- TO-DO ITEM: Update the items below by putting "coarse mask" wherever "rough mask" appears, with everything else left as it is.

- DATA FOR THE TASK:
»»

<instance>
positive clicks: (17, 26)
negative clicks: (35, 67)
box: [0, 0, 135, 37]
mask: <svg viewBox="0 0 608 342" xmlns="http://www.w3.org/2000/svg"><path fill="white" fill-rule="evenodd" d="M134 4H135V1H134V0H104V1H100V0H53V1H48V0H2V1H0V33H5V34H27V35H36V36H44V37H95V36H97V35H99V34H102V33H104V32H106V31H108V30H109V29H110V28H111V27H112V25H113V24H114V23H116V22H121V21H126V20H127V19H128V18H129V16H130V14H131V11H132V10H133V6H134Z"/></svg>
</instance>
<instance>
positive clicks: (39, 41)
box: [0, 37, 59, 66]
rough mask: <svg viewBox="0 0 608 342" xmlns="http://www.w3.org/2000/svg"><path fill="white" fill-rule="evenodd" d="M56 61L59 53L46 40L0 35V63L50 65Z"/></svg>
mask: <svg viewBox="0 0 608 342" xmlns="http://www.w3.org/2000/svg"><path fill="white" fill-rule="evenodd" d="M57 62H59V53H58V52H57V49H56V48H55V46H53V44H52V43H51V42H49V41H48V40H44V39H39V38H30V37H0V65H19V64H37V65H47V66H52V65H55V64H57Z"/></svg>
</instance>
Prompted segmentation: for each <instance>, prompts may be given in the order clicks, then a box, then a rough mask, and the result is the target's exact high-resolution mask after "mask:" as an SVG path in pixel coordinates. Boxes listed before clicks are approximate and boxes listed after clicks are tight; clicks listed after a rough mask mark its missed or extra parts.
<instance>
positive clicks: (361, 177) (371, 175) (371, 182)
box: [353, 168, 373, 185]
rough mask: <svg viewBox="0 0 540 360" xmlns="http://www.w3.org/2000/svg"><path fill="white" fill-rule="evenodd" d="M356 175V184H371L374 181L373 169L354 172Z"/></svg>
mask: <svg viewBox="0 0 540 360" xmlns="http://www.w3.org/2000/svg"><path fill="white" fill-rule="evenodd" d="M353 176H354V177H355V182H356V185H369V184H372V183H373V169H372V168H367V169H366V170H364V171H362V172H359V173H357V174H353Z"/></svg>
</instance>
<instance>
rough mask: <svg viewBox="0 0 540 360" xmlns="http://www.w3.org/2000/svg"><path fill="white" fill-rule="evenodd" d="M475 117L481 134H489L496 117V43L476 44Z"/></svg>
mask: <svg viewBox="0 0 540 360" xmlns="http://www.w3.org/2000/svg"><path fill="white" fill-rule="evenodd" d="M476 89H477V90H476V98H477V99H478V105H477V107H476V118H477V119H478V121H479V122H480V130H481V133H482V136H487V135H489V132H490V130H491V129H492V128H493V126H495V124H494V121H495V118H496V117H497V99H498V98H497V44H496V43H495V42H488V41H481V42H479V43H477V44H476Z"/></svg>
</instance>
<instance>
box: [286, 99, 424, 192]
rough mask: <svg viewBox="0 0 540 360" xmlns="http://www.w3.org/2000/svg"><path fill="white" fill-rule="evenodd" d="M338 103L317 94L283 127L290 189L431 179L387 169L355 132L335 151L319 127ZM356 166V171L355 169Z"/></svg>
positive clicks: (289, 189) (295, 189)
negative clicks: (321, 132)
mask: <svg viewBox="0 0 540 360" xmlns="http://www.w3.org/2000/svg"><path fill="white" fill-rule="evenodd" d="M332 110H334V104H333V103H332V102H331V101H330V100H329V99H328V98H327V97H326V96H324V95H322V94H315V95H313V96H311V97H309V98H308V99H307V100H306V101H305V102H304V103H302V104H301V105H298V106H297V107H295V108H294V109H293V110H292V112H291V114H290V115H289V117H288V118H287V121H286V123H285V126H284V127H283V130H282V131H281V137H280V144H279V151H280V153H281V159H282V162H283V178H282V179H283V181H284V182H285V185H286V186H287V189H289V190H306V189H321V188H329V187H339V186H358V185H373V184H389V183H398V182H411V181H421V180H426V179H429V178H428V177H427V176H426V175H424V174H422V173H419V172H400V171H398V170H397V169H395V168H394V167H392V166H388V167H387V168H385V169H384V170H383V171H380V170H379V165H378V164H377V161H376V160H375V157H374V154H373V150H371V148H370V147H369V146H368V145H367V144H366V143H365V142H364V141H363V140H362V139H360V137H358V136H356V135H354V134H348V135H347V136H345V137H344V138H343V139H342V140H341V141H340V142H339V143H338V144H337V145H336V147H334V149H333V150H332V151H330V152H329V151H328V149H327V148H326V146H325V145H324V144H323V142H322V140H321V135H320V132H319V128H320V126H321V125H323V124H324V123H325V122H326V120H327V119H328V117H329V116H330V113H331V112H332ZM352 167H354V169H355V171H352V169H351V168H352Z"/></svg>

««

- SOLUTION BELOW:
<instance>
positive clicks: (17, 26)
negative clicks: (35, 67)
box: [0, 0, 135, 37]
mask: <svg viewBox="0 0 608 342" xmlns="http://www.w3.org/2000/svg"><path fill="white" fill-rule="evenodd" d="M134 4H135V1H134V0H104V1H100V0H53V1H48V0H2V1H0V33H5V34H27V35H36V36H44V37H95V36H97V35H99V34H102V33H104V32H106V31H108V30H109V29H110V28H111V27H112V25H113V24H114V23H116V22H121V21H126V20H127V19H128V18H129V16H130V14H131V11H132V10H133V6H134Z"/></svg>
</instance>
<instance>
positive clicks: (39, 41)
box: [0, 37, 59, 66]
coarse mask: <svg viewBox="0 0 608 342" xmlns="http://www.w3.org/2000/svg"><path fill="white" fill-rule="evenodd" d="M56 61L59 53L46 40L0 35V63L50 65Z"/></svg>
mask: <svg viewBox="0 0 608 342" xmlns="http://www.w3.org/2000/svg"><path fill="white" fill-rule="evenodd" d="M57 62H59V53H58V52H57V49H56V48H55V46H53V44H52V43H51V42H49V41H48V40H44V39H39V38H30V37H0V65H19V64H37V65H47V66H52V65H55V64H57Z"/></svg>
</instance>
Prompted segmentation: for each <instance>, prompts may be given in the order clicks, then a box, then a coarse mask, and the result is the target's exact high-resolution mask after "mask:" as an SVG path in pixel coordinates. Boxes listed before clicks are approximate and boxes listed after clicks are tight; clicks listed after a coarse mask mark its missed or extra parts.
<instance>
positive clicks: (361, 177) (371, 175) (371, 182)
box: [353, 168, 373, 185]
coarse mask: <svg viewBox="0 0 540 360" xmlns="http://www.w3.org/2000/svg"><path fill="white" fill-rule="evenodd" d="M356 175V184H371L374 181L373 169L354 172Z"/></svg>
mask: <svg viewBox="0 0 540 360" xmlns="http://www.w3.org/2000/svg"><path fill="white" fill-rule="evenodd" d="M353 176H354V177H355V182H356V185H369V184H372V183H373V169H372V168H367V169H366V170H364V171H362V172H359V173H357V174H353Z"/></svg>
</instance>
<instance>
coarse mask: <svg viewBox="0 0 540 360" xmlns="http://www.w3.org/2000/svg"><path fill="white" fill-rule="evenodd" d="M475 117L481 134H489L496 117V43L476 44Z"/></svg>
mask: <svg viewBox="0 0 540 360" xmlns="http://www.w3.org/2000/svg"><path fill="white" fill-rule="evenodd" d="M476 89H477V90H476V98H477V99H478V105H477V107H476V118H477V119H478V121H479V122H480V130H481V133H482V136H487V135H489V132H490V130H491V129H492V128H493V126H495V124H494V121H495V118H496V117H497V99H498V98H497V44H496V43H495V42H488V41H481V42H479V43H477V44H476Z"/></svg>
</instance>
<instance>
box: [286, 99, 424, 192]
coarse mask: <svg viewBox="0 0 540 360" xmlns="http://www.w3.org/2000/svg"><path fill="white" fill-rule="evenodd" d="M338 103L317 94L283 127L290 189L431 179L387 169L355 132L335 151L319 127ZM356 166V171L355 169Z"/></svg>
positive clicks: (289, 189) (295, 189)
negative clicks: (321, 132)
mask: <svg viewBox="0 0 540 360" xmlns="http://www.w3.org/2000/svg"><path fill="white" fill-rule="evenodd" d="M332 110H334V104H333V103H332V102H331V101H330V100H329V99H328V98H327V97H326V96H324V95H322V94H315V95H313V96H311V97H309V98H308V99H307V100H306V101H305V102H304V103H302V104H301V105H298V106H297V107H295V108H294V109H293V110H292V112H291V114H290V115H289V117H288V118H287V121H286V123H285V126H284V127H283V130H282V131H281V137H280V144H279V151H280V153H281V159H282V162H283V178H282V179H283V181H284V182H285V185H286V186H287V189H289V190H306V189H321V188H329V187H339V186H358V185H373V184H389V183H398V182H411V181H421V180H426V179H429V178H428V177H427V176H426V175H424V174H422V173H419V172H400V171H398V170H397V169H395V168H394V167H392V166H388V167H387V168H385V169H384V170H383V171H380V170H379V165H378V164H377V161H376V160H375V157H374V154H373V150H371V148H370V147H369V146H368V145H367V144H366V143H365V142H364V141H363V140H362V139H360V137H358V136H356V135H354V134H348V135H347V136H345V137H344V138H343V139H342V140H341V141H340V142H339V143H338V144H337V145H336V147H334V149H333V150H332V151H330V152H329V151H328V149H327V148H326V146H325V145H324V144H323V142H322V140H321V135H320V132H319V128H320V126H321V125H323V124H324V123H325V122H326V120H327V119H328V117H329V116H330V113H331V112H332ZM352 167H354V169H355V171H352V169H351V168H352Z"/></svg>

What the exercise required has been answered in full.